-- BEGIN --

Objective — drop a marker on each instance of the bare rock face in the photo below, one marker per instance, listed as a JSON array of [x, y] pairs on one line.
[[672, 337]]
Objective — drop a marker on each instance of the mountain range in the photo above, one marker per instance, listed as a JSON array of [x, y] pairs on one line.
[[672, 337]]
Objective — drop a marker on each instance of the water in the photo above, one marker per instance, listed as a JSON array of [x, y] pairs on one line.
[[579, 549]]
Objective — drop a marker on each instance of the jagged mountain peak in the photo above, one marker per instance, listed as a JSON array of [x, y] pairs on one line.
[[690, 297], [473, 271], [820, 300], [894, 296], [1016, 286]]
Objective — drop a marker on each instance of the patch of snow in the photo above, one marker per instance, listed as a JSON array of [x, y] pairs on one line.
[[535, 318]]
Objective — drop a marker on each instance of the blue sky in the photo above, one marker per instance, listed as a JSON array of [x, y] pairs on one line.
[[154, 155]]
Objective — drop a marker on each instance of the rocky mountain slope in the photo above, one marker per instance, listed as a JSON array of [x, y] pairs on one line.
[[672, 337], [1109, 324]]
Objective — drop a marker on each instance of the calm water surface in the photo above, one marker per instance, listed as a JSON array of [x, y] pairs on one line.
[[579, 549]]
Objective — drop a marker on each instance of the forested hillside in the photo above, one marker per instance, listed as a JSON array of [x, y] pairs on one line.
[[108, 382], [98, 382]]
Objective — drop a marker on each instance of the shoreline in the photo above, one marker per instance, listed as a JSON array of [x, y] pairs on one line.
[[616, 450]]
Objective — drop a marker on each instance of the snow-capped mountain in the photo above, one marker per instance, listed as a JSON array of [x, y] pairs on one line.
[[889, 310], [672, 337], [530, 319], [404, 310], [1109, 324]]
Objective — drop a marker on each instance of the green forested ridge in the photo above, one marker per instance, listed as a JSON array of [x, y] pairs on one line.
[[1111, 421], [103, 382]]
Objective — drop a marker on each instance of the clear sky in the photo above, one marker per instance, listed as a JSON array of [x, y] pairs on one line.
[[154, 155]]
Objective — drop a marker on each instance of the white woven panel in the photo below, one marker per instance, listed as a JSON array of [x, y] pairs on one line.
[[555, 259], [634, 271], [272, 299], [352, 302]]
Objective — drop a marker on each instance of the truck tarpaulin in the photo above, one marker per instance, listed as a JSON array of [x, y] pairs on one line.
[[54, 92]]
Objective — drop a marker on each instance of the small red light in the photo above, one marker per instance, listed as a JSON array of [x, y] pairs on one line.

-- END --

## What the task requires
The lines above should be duplicated exactly.

## Result of the exercise
Objective — drop a marker on each instance of the bare rock face in the photo below, one marker per instance, listed as a JSON array of [x, y] pairs on one line.
[[672, 337]]
Objective — drop a marker on each instance of the mountain range in the photo above, one marker per instance, listed as a JSON array of [x, y] pairs on one line.
[[672, 337]]
Objective — drop a marker on each instance of the water in the photo above, one marker per instance, listed as a JSON array of [x, y] pairs on one line.
[[579, 549]]
Objective — drop a marker on each instance of the jagged mountain peak in the photo above, one marker per instance, listed as a JSON array of [x, y] pairs on one line.
[[690, 297], [473, 271], [820, 300], [894, 296], [1016, 286]]
Objective — drop a marker on each instance of the patch of snow in the photo above, one marker per instance, listed as a JSON array of [x, y] pairs on one line.
[[535, 318]]
Objective — drop a marker on each instance of the blue sky in the photo above, one marker per instance, listed as a JSON array of [x, y] pairs on one line.
[[154, 155]]
Objective — drop a marker on each instance of the rocky mountain slope in the photo above, one marker per instance, listed as a JSON array of [x, y] pairs on one line.
[[672, 337], [1109, 324]]
Objective — drop a marker on each instance of the calm water surface in the photo above, one marker per instance, listed as a JSON array of [x, y] pairs on one line.
[[579, 549]]
Objective — drop a marker on each instance of the forested hillside in the photo above, one marker per instance, listed as a JSON array of [x, y] pairs on one line.
[[108, 382], [98, 382]]
Objective — drop a marker on each instance of the shoreline in the photo above, one marker per instance, listed as a JSON array of [x, y] pairs on one line.
[[616, 450]]
Objective — drop a marker on each instance of the snow-capped mountain in the photo above, one marker per instance, listed as a JSON array of [x, y] pairs on one line.
[[889, 310], [672, 337], [530, 319], [404, 310], [1109, 324]]
Objective — drop a marker on each instance of the green forested ridge in the photo above, one marker per instance, listed as a JSON array of [x, y] pairs on one line.
[[1111, 421], [103, 382]]
Objective — drop a marker on each instance of the clear sky in the photo above, one marker per instance, listed as a JSON array of [x, y] pairs on one line.
[[154, 155]]
Objective — drop a marker on each instance of the white woven panel in the photo below, one marker per instance, listed as a JSON array of [x, y] pairs on one line.
[[555, 259], [634, 271], [272, 299], [352, 302]]
Objective — drop a marker on each instance of the truck tarpaulin in the photo above, one marker per instance, listed as a JSON array of [x, y] pairs on one line.
[[54, 92]]
Objective — drop a marker on each instance of the small red light in the photo above, one marker per instance, listed as a JSON array of [x, y] pairs on one line.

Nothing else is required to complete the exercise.